» TASK DETAILS
Please write out each of the following items word for word.

» RECORDS SHOWN
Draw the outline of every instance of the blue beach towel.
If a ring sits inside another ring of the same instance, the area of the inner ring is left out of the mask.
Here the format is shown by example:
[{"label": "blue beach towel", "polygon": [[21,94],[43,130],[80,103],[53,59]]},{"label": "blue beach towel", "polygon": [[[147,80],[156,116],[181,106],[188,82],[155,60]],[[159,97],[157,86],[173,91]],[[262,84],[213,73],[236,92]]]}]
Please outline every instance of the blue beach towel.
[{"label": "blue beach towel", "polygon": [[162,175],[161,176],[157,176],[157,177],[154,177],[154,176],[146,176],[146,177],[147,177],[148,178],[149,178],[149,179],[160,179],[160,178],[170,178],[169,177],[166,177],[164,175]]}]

» ANSWER IN FULL
Draw the outline of every instance of the blue beach towel.
If a ring sits inside another ring of the same instance, the area of the inner ring is left out of the mask.
Here the format is shown by example:
[{"label": "blue beach towel", "polygon": [[21,94],[43,130],[80,103],[53,59]]},{"label": "blue beach towel", "polygon": [[[147,80],[156,116],[181,106],[188,82],[155,60]],[[159,97],[157,86],[173,91]],[[262,84],[213,73],[236,92]]]}]
Please outline every instance of the blue beach towel.
[{"label": "blue beach towel", "polygon": [[162,175],[161,176],[157,176],[157,177],[154,177],[154,176],[146,176],[146,177],[147,177],[148,178],[149,178],[149,179],[160,179],[160,178],[170,178],[169,177],[166,177],[164,175]]}]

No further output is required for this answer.